- Sport: Softball
- Conference: United Athletic Conference
- Number of teams: 8
- Format: Double-elimination tournament
- Played: 1991–present
- Last contest: 2026
- Current champion: California Baptist (1)
- Most championships: Grand Canyon New Mexico State (4)

Host stadiums
- Tarleton Softball Complex (2026) John C. Funk Stadium (2025) Logan Field at SU Park (2014, 2016, 2021, 2024) GCU Softball Stadium (2019, 2023) Bearkat Softball Stadium (2022) NM State Softball Complex (2010, 2012, 2015, 2017–18) Lady Techster Softball Complex (2013) Rainbow Wahine Softball Stadium (2008) Bulldog Diamond (1999, 2006–07, 2009, 2011) Cottonwood Complex (1992) Seymour Smith Stadium (1991)
◆ ◆ ◆ ◆
▸ BRIEF A
Copy the softball tournament listing word for word, starting with "- Sport: Softball" and going on through "Mexico State (4)".
▸ BRIEF B
Summarize the softball tournament listing in two sentences.
▸ BRIEF C
According to the softball tournament listing, which stadium hosted the tournament in 2022?
◆ ◆ ◆ ◆
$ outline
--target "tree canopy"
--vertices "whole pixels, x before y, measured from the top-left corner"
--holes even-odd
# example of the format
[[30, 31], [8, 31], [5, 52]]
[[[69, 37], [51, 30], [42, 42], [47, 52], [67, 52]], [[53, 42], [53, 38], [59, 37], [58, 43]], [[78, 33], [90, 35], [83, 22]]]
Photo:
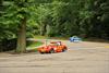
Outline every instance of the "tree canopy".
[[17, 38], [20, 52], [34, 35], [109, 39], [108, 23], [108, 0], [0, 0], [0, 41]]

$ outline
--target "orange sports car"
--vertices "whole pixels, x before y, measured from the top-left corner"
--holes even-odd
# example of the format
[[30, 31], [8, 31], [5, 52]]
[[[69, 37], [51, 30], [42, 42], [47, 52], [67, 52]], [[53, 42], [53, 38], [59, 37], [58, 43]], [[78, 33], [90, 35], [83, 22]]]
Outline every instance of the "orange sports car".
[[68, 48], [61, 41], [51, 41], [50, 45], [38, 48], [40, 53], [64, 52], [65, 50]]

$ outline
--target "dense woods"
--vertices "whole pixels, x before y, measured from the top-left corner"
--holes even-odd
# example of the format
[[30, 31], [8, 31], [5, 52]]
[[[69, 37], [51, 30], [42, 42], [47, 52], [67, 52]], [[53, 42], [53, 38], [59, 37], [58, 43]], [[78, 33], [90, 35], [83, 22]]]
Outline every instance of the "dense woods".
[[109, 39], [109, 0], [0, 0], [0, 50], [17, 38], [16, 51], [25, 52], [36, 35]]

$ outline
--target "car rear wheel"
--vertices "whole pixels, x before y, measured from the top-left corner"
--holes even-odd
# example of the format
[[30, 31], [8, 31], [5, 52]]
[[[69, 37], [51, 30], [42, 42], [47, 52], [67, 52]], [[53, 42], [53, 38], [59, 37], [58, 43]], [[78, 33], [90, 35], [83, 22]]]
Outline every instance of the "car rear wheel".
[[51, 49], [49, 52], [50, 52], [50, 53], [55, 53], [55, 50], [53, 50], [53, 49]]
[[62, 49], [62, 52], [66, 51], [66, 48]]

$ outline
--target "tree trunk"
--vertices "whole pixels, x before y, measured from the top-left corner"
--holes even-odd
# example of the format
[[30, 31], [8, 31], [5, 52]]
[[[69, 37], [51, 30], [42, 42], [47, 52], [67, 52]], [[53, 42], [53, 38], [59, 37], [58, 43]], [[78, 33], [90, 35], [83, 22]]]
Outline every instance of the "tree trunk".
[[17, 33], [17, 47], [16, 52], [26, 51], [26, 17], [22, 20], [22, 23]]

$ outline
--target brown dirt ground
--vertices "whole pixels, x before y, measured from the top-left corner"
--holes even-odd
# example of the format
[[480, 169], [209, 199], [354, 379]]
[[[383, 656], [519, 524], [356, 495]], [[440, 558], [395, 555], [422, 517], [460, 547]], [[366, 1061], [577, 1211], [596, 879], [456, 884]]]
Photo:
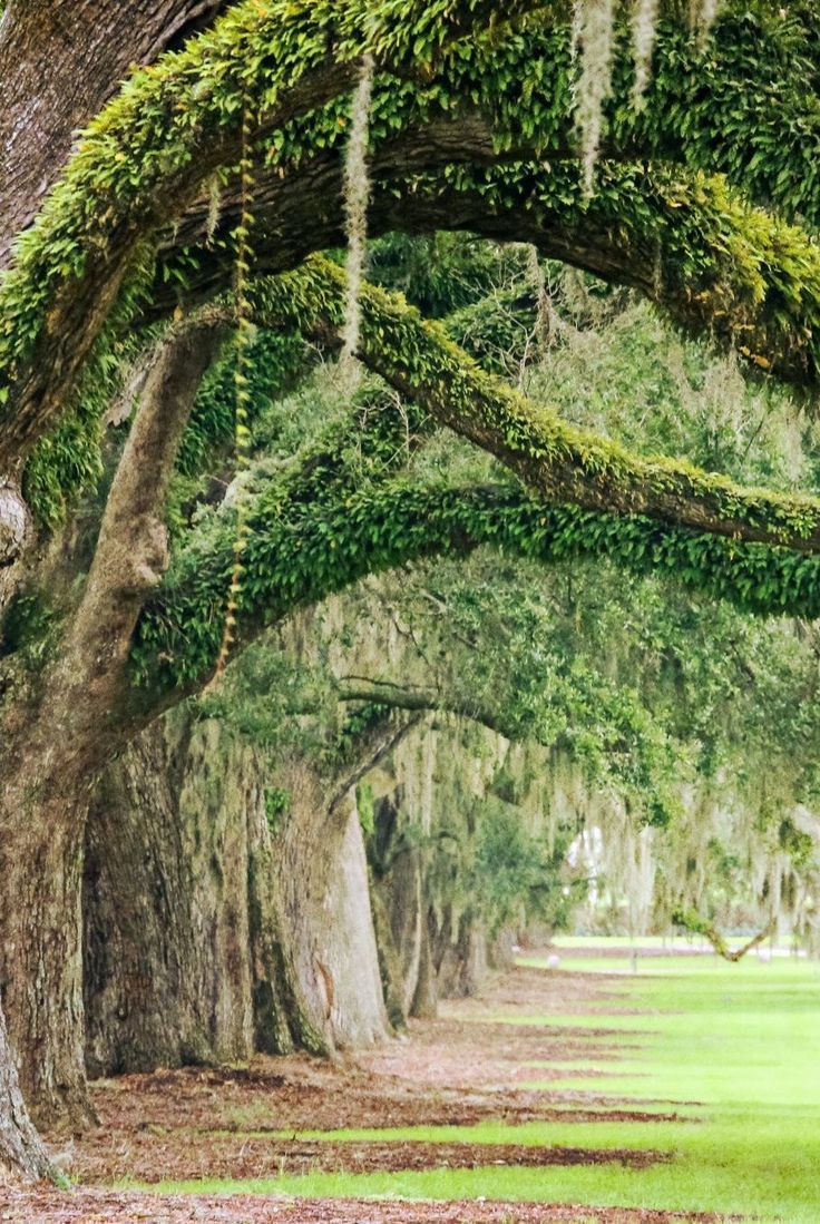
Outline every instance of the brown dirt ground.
◆ ◆ ◆ ◆
▸ TASK OUTPUT A
- Sport: Softball
- Conference: United Athletic Conference
- Number of teams: 8
- Format: Double-elimination tournament
- Played: 1991–present
- Last contest: 2026
- Current champion: California Baptist (1)
- Most championships: Grand Canyon New Mexico State (4)

▸ TASK OUTPUT B
The United Athletic Conference softball tournament has eight teams and uses a double-elimination format, and it has been played from 1991 to the present. Its last contest was in 2026, and California Baptist is the current champion, while recent host stadiums include the Tarleton Softball Complex in 2026 and John C. Funk Stadium in 2025.

▸ TASK OUTPUT C
Bearkat Softball Stadium